* **Tasks**:
(1) In the passage below on the Lazar's Hill earthwork, what gave Lazar's Hill its name?
(2) Condense the paragraph beginning "The detail comes from" in the passage below on the Lazar's Hill earthwork, keeping its main facts.

Earthwork, Dublin South City, Co. Dublin

Somewhere along the southern approach to early modern Dublin, on a rise of ground that once went by the name Lazar's Hill, there stood an earthwork referred to in the historical record simply as the 'forte'.

The detail comes from a single mention in J.W. de Courcy's 1996 work on the River Liffey, and it is telling precisely because so little else is known. No plan survives, no precise location has been established, and the earthwork itself has long since vanished beneath whatever the city chose to build next. What we are left with is a name, a hillside, and a probable function.

Lazar's Hill took its name from the leper hospital that once stood in the vicinity, a common enough feature of medieval urban edges, where institutions caring for the infectious were placed at a deliberate remove from the population centre. By the seventeenth century the hill had shed that association and become part of the busier approaches to Dublin from the south. De Courcy suggests the 'forte', an earthwork in this context meaning a defensive or controlling enclosure formed from banked earth rather than stone or timber, may have functioned as a customs post. That would make a degree of practical sense. Roads converging on a city gate were natural chokepoints, and a physical structure at such a position could regulate the movement of goods, levy tolls, and assert civic or crown authority over traffic coming in from the counties to the south. Earthwork fortifications of this kind were relatively cheap and quick to construct, which also made them relatively easy to demolish or simply to let erode.

* **Source data**:
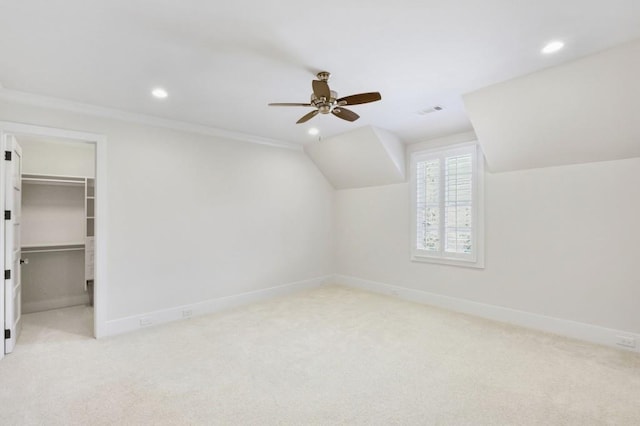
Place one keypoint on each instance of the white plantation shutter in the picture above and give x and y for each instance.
(446, 203)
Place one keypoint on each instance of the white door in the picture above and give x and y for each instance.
(12, 206)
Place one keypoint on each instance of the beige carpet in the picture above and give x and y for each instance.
(328, 356)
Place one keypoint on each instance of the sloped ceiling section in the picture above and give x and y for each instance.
(583, 111)
(363, 157)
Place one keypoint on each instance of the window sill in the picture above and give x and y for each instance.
(478, 264)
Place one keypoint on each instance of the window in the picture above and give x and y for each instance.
(447, 217)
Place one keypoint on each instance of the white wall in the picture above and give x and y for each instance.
(194, 217)
(560, 242)
(48, 156)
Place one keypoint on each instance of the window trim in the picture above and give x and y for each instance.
(477, 258)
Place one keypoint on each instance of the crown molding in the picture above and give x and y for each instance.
(130, 117)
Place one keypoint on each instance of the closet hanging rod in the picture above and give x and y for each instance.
(53, 181)
(43, 250)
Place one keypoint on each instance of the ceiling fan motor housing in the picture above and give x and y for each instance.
(324, 105)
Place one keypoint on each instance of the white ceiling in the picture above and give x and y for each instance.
(222, 62)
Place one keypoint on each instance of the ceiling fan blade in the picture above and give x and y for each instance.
(360, 98)
(345, 114)
(321, 89)
(287, 104)
(308, 116)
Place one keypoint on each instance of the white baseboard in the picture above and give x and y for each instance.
(577, 330)
(61, 302)
(124, 325)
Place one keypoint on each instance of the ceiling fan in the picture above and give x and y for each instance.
(326, 101)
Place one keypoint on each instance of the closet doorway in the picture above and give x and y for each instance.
(59, 214)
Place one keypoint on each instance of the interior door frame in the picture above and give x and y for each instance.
(101, 221)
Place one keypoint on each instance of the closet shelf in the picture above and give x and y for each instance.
(52, 247)
(53, 180)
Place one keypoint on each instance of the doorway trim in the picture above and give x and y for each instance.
(101, 211)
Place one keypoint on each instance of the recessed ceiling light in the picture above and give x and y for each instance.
(430, 110)
(159, 93)
(552, 47)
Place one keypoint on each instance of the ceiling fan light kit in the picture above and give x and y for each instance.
(326, 101)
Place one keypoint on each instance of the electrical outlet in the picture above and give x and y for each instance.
(626, 341)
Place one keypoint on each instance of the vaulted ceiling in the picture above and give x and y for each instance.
(222, 62)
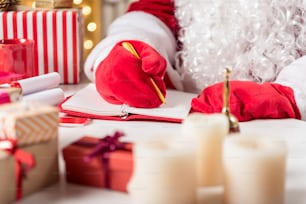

* **Responses**:
(1) The leper hospital that once stood in the vicinity.

(2) The 'forte' is known only from a single mention in J.W. de Courcy's 1996 work on the River Liffey. No plan survives, its precise location is unknown, and the earthwork has vanished beneath later building. What remains is a name, a hillside, and a probable function.